───── Entries provided ─────

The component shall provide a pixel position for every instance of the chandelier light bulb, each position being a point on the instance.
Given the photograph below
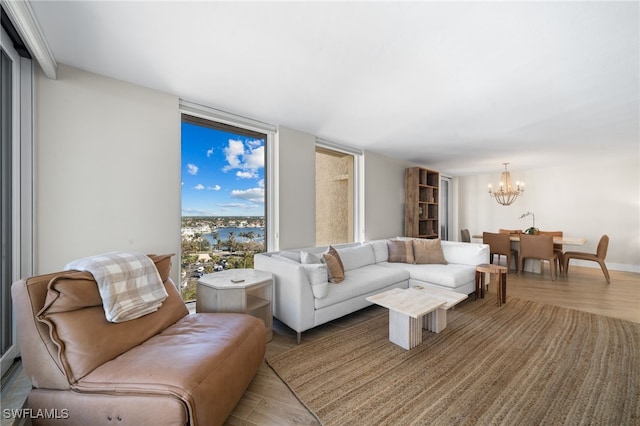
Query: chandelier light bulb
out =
(506, 195)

─────

— Goal of the exercise —
Count the lines in the records above that contain the word "light", and give only that number.

— Solution —
2